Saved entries
::::::::::
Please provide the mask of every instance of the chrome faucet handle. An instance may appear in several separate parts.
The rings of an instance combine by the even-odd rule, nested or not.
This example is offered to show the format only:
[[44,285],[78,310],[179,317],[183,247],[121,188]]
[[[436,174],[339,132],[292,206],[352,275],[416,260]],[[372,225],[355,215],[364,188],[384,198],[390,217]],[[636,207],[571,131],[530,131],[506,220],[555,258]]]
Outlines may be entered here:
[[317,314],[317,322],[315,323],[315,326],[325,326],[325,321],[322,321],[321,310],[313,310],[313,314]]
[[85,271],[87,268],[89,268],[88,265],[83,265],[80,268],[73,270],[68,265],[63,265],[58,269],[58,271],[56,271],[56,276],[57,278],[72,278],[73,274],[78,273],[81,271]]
::::::::::
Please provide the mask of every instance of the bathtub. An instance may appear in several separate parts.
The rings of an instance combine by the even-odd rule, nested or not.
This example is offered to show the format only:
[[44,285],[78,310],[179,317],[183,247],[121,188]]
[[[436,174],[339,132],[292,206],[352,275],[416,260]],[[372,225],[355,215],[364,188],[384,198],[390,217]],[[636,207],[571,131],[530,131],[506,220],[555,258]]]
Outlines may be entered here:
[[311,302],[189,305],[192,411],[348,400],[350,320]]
::::::::::
Objective = Please recast everything in the material above, from the line containing "Please provide the mask of every instance of the bathtub." down to the line containing "[[311,302],[189,305],[192,411],[348,400],[350,320]]", both included, as a Markdown table with the columns Number and Entry. Give each nonblank line its own row.

Complete output =
| Number | Entry |
|---|---|
| 1 | Please provide the mask of every instance of the bathtub. An instance may appear in several separate parts. |
| 2 | The rings of an instance combine by the even-odd rule, nested or not. |
| 3 | This example is offered to show the format only: |
| 4 | [[44,285],[78,310],[179,317],[183,247],[121,188]] |
| 5 | [[[436,174],[339,132],[292,206],[352,275],[416,260]],[[372,225],[355,215],[364,188],[384,198],[390,217]],[[636,207],[571,131],[530,131],[506,220],[555,258]]] |
| 6 | Outlines may be entered here: |
| 7 | [[311,302],[189,305],[192,411],[348,400],[350,320]] |